Labeled-object pointing entries
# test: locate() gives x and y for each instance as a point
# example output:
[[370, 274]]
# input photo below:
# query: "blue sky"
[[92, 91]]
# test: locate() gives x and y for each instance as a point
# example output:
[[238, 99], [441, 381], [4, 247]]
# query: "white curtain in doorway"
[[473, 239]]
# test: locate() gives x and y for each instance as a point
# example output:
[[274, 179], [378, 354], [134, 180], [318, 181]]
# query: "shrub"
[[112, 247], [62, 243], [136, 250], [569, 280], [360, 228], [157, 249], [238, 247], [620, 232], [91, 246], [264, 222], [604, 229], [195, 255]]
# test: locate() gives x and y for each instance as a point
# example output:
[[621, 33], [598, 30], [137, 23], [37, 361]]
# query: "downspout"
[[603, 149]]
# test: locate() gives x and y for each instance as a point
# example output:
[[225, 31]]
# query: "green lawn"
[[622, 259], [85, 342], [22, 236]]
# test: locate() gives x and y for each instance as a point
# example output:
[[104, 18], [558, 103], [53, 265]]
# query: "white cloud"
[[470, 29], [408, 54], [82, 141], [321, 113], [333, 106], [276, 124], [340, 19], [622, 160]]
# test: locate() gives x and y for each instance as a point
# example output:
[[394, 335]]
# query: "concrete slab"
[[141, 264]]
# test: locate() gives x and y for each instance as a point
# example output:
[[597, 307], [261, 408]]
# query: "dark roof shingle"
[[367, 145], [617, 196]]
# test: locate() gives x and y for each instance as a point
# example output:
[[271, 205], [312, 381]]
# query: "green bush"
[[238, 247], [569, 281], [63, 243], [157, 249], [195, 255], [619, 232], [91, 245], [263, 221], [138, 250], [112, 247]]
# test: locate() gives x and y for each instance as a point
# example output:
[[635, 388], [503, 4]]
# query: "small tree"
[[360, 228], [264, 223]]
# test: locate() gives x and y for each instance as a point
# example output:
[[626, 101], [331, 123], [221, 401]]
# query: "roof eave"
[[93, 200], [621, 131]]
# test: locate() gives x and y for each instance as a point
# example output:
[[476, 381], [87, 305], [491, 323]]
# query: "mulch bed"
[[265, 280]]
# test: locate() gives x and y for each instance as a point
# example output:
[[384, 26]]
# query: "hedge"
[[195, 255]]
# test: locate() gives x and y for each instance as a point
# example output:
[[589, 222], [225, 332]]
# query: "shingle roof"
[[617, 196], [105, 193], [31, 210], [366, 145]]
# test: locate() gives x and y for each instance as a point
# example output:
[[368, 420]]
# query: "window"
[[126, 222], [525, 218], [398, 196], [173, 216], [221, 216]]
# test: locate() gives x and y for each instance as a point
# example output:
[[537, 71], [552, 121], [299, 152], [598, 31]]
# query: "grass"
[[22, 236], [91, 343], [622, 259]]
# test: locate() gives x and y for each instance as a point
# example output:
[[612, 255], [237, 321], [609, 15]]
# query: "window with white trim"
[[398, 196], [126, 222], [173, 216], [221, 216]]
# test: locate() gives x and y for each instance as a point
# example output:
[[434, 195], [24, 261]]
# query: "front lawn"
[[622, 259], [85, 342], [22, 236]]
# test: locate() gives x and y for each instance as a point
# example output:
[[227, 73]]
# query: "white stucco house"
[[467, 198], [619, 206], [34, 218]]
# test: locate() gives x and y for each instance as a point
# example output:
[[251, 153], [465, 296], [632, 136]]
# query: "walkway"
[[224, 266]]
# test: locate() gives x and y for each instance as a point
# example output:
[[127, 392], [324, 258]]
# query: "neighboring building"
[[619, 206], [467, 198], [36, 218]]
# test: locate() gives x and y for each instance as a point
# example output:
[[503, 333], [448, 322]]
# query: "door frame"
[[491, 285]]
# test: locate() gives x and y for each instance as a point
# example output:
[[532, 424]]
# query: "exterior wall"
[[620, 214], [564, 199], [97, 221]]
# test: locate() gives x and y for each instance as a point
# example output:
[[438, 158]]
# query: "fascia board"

**Written task**
Move every point coordinate given as an answer by adding -59 to each number, from the start of the listing through the line containing "229], [195, 255]]". Write out every line in that span again, leaving all other lines and numbers unchanged.

**Task result**
# test: locate() gives x and y for each instance as a point
# example output:
[[370, 274]]
# input photo below:
# query: "blue sky"
[[33, 32]]
# test: locate() gives x and y for each instance as a point
# example output:
[[238, 99], [441, 381], [4, 247]]
# query: "white curtain in doorway"
[[414, 180]]
# test: locate() gives x and y for each instance as a point
# example output:
[[274, 179], [378, 354], [134, 180], [318, 181]]
# query: "shrub"
[[53, 188], [3, 184], [77, 191], [510, 221], [301, 169], [98, 190], [179, 188], [561, 173], [32, 187], [205, 163], [545, 170], [136, 196]]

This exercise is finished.